*** DOCUMENT EXTRACT Section Begins ***
A snapback in demand for everything from smartphones to cars, following a slump caused by the coronavirus pandemic, has disrupted chip supply chains especially in the car industry.

Infineon said there have been bottlenecks in areas where it relies on contract manufacturers, known as foundries, such as TSMC, especially automotive microcontrollers and products used in the industrial internet.

"Foundries have not invested enough to keep up with the situation," Chief Executive Reinhard Ploss told analysts after Infineon raised its forecast for sales and profit margins for its fiscal year to Sept. 30.

Despite the upbeat outlook, Infineon shares declined by more than 4% in Frankfurt after a winter storm, which knocked out its own plant in Austin, Texas, exerted pressure on profit margins in the company's fiscal second quarter to March 31.

The Munich-based chipmaker expects supply constraints in its core automotive business - which accounts for 45% of revenues - to ease in the second half of this year, with lost volumes only likely to be made up in 2022.

Contract chip makers have invested chiefly in production of higher-margin processors used in devices like smartphones, leaving existing plants unable to meet demand for the older chips used in cars.

Scarcity was being felt above all in older 20- to 90-nanometre chips, where only now are foundries recognising that investing in new production is an economically viable proposition, said Chief Operating Officer Jochen Hanebeck.

"Foundries are investing now but the lead times to get this new capacity on board will be into 2023," he said.

FORECASTS RAISED

Infineon raised guidance for revenue in the current fiscal year to Sept. 30 to a midpoint of 11 billion euros ($13.2 billion) from 10.8 billion. It now expects a profit margin of 18%, up from an earlier view of 17.8%.

Second quarter revenue of 2.7 billion euros, up by 36% from the same period a year earlier, edged a consensus forecast of 2.69 billion euros in a poll of analysts published by the company.

Segment result margin, management's preferred measure of operating profitability, came in at 17.4% in the quarter - ahead of a consensus view of 16.9% in a poll by Vara Research.

The weeks-long outage at its Austin plant - hit by a triple loss of power, gas and diesel due to the winter storm - knocked an estimated 1 percentage point off margins for the latest quarter.

Production in Austin is not expected to return to pre-storm levels until June, Ploss said, adding that it would not be possible to make up overall for lost production.
*** DOCUMENT EXTRACT Section Ends ***
» WHAT THE TASK REQUIRES
State whether each statement below agrees with the report on Infineon: (a) Infineon's automotive business accounts for 45% of its revenues. (b) Production at the Austin plant is expected to return to pre-storm levels by March. (c) Infineon shares rose in Frankfurt after the company raised its forecast. For each, answer yes or no and quote the deciding words of the report. The records that follow are separate material and are unrelated to the report on Infineon.
*** INFORMATION PROVIDED Section Begins ***
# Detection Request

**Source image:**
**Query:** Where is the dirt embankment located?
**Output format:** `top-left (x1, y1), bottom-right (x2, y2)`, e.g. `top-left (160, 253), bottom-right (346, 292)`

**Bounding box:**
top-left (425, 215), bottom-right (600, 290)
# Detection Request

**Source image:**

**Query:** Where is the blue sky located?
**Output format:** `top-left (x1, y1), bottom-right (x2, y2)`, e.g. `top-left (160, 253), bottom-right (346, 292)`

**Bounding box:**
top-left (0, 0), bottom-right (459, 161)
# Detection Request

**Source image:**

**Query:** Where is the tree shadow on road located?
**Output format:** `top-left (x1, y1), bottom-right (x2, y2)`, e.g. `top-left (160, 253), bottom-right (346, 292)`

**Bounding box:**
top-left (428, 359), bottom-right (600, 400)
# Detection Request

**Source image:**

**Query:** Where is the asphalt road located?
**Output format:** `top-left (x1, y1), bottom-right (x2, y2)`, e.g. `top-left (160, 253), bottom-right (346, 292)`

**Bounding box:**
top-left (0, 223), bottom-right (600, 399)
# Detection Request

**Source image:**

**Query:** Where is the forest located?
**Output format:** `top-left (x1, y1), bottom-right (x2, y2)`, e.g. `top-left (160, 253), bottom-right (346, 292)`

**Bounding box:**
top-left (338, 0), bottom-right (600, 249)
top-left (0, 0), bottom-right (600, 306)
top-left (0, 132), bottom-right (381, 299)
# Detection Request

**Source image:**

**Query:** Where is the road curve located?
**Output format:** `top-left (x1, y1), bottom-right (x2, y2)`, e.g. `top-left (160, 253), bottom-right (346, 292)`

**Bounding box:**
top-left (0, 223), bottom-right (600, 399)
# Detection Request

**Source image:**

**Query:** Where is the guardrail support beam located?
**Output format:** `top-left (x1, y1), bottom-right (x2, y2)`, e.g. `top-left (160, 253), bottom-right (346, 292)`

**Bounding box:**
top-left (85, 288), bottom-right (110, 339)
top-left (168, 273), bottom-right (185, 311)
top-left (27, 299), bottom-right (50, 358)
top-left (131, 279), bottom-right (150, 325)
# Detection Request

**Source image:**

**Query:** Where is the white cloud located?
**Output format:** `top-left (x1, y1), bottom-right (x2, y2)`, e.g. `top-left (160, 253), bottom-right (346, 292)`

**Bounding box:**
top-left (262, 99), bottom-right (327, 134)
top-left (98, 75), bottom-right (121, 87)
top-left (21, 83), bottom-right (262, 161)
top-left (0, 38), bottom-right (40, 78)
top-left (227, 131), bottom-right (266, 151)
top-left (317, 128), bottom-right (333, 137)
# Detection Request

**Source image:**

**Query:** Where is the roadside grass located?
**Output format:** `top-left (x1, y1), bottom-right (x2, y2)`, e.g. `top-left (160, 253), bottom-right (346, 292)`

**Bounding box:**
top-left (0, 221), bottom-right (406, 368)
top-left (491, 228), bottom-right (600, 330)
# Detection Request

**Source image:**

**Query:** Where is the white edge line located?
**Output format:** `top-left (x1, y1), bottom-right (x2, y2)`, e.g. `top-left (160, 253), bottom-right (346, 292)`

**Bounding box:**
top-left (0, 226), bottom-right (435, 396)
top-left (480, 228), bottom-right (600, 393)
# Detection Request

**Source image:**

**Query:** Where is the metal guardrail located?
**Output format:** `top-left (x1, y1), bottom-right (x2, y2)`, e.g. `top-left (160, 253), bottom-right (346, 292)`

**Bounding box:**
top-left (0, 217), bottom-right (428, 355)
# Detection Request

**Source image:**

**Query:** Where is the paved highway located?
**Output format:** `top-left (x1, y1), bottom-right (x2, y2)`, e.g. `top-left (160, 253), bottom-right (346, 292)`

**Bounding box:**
*** INFORMATION PROVIDED Section Ends ***
» COMPLETED TASK
(a) Yes: "which accounts for 45% of revenues"
(b) No: "Production in Austin is not expected to return to pre-storm levels until June"
(c) No: "Infineon shares declined by more than 4% in Frankfurt"